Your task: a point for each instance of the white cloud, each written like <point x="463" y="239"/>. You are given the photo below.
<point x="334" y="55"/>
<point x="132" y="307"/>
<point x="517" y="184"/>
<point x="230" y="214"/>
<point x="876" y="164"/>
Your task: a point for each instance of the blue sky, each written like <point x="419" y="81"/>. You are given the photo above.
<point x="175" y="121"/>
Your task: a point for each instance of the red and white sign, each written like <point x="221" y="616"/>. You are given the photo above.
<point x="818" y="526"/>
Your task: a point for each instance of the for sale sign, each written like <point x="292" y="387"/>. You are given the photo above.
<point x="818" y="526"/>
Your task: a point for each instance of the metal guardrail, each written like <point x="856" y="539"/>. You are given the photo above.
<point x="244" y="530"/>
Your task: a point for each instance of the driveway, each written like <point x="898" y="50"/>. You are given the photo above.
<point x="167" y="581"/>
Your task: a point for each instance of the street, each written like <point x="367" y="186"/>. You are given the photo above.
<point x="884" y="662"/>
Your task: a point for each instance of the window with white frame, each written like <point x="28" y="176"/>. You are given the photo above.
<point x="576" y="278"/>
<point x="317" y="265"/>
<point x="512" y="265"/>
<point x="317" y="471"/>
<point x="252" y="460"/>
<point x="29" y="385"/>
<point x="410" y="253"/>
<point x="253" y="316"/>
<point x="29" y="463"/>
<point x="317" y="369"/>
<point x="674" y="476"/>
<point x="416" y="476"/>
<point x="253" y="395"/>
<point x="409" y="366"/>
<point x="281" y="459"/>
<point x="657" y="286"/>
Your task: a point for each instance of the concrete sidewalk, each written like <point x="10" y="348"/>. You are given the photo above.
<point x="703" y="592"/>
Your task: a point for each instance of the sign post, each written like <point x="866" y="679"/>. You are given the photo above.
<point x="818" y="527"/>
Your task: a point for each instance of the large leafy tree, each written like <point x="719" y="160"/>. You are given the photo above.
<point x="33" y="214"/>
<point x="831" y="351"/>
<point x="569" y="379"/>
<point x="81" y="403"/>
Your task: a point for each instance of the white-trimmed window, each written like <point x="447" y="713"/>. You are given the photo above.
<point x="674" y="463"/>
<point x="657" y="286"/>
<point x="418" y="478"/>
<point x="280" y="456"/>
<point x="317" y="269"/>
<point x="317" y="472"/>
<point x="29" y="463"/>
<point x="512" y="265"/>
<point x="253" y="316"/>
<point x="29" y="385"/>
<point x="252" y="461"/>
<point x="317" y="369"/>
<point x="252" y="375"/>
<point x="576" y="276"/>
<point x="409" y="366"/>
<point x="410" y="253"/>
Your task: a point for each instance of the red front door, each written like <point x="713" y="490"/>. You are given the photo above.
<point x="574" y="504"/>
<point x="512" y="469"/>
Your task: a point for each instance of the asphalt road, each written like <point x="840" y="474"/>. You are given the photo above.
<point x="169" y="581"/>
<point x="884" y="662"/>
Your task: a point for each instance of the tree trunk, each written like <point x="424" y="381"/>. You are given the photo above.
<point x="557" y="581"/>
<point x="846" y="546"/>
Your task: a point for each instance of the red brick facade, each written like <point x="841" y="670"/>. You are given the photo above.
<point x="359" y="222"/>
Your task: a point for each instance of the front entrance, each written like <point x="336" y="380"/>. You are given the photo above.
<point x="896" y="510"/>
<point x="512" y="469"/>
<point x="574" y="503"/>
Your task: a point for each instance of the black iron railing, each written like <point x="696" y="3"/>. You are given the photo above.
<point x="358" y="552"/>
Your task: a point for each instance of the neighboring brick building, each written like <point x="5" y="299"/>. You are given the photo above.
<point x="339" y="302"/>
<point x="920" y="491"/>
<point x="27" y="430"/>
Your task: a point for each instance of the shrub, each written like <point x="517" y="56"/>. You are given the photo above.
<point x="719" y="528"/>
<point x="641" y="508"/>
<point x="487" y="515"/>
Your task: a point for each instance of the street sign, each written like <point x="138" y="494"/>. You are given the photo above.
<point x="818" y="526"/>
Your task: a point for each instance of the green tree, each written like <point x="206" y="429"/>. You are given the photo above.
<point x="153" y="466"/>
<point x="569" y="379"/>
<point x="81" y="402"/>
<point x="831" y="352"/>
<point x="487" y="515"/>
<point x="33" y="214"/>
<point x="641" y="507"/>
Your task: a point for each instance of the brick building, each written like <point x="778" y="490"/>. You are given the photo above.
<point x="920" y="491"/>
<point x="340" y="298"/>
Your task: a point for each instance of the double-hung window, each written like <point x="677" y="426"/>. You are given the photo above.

### [What the exercise asks]
The listing above should be transcribed in full, exactly as written.

### [Completed exercise]
Your task: a point for each instance of the white cloud, each written like <point x="463" y="239"/>. You are given the photo below.
<point x="334" y="55"/>
<point x="132" y="307"/>
<point x="517" y="184"/>
<point x="230" y="214"/>
<point x="876" y="164"/>
Your task: a point for each instance of the blue sky, each written like <point x="419" y="81"/>. You are given the photo above.
<point x="175" y="121"/>
Your task: a point for each instance of the red and white sign, each written like <point x="221" y="616"/>. You are given the photo above.
<point x="818" y="526"/>
Your task: a point for each instance of the for sale sign, each written like <point x="292" y="387"/>. You are given the photo above.
<point x="818" y="526"/>
Your task: a point for each instance of the metal guardrail, each written like <point x="856" y="539"/>. You are given the photo above.
<point x="244" y="530"/>
Your task: a point for each instance of the driveway, each written like <point x="898" y="50"/>. You are given the photo above.
<point x="167" y="581"/>
Your task: a point for each instance of the street, each written like <point x="367" y="186"/>. You are given the photo above.
<point x="884" y="662"/>
Your task: a point for each instance of the window with white frame, each written like <point x="28" y="176"/>. You are given the photo above.
<point x="576" y="278"/>
<point x="317" y="265"/>
<point x="512" y="265"/>
<point x="317" y="471"/>
<point x="252" y="460"/>
<point x="29" y="385"/>
<point x="410" y="253"/>
<point x="253" y="316"/>
<point x="29" y="463"/>
<point x="317" y="369"/>
<point x="674" y="476"/>
<point x="416" y="476"/>
<point x="253" y="395"/>
<point x="409" y="366"/>
<point x="281" y="459"/>
<point x="657" y="286"/>
Your task: a point for each instance of the concrete sidewalk, each written like <point x="10" y="348"/>. You are given the photo above.
<point x="703" y="592"/>
Your task: a point for each instance of the sign post, each written like <point x="866" y="679"/>. You are given the photo above.
<point x="818" y="527"/>
Your task: a point for each instance of the large leafy tree, each written like <point x="719" y="160"/>. You are given the photo above.
<point x="33" y="214"/>
<point x="831" y="351"/>
<point x="569" y="379"/>
<point x="81" y="403"/>
Your task: a point for each instance of the white-trimmed window, each written like <point x="447" y="713"/>. You are given the photo above.
<point x="674" y="463"/>
<point x="657" y="286"/>
<point x="418" y="478"/>
<point x="280" y="456"/>
<point x="317" y="269"/>
<point x="317" y="472"/>
<point x="29" y="463"/>
<point x="512" y="265"/>
<point x="253" y="316"/>
<point x="29" y="385"/>
<point x="252" y="461"/>
<point x="317" y="369"/>
<point x="252" y="375"/>
<point x="576" y="276"/>
<point x="409" y="366"/>
<point x="410" y="253"/>
Your task: a point for each instance of the red front door, each written like <point x="713" y="490"/>. You are given the photo above.
<point x="574" y="504"/>
<point x="512" y="469"/>
Your task: a point for each instance of the asphalt road, each written like <point x="840" y="474"/>. You are given the photo above.
<point x="169" y="581"/>
<point x="884" y="662"/>
Your task: a point for each instance of the tree trunk, each written like <point x="424" y="381"/>. You are given the photo above.
<point x="557" y="581"/>
<point x="846" y="546"/>
Your task: a point for each instance of the red brick facade, each written like <point x="841" y="670"/>. You are given the photo above.
<point x="359" y="222"/>
Your task: a point for each instance of the front entrance, each written like <point x="336" y="380"/>. You are given the photo above.
<point x="896" y="510"/>
<point x="512" y="469"/>
<point x="574" y="503"/>
Your task: a point for each instance of the black iron railing, each written like <point x="696" y="3"/>. You are given the photo above.
<point x="358" y="552"/>
Your task: a point for each instance of the neighboring brick building, each written like <point x="5" y="299"/>. You are given the photo above.
<point x="339" y="302"/>
<point x="920" y="491"/>
<point x="27" y="430"/>
Your task: a point for each instance of the shrub, each written like <point x="517" y="56"/>. You are given the photo above.
<point x="719" y="528"/>
<point x="641" y="508"/>
<point x="487" y="515"/>
Your task: a point for each instance of the street sign, each written like <point x="138" y="494"/>. You are given the photo above.
<point x="818" y="526"/>
Your task: a point for each instance of the green tree, each written like <point x="206" y="429"/>. You are given the photo above.
<point x="153" y="466"/>
<point x="569" y="379"/>
<point x="81" y="402"/>
<point x="831" y="352"/>
<point x="487" y="515"/>
<point x="33" y="214"/>
<point x="641" y="507"/>
Your task: a point for each instance of the brick building, each written like <point x="778" y="490"/>. You are given the photo above.
<point x="920" y="491"/>
<point x="340" y="298"/>
Your task: a point for each instance of the double-hung window, each written like <point x="677" y="426"/>. You are given the photo above.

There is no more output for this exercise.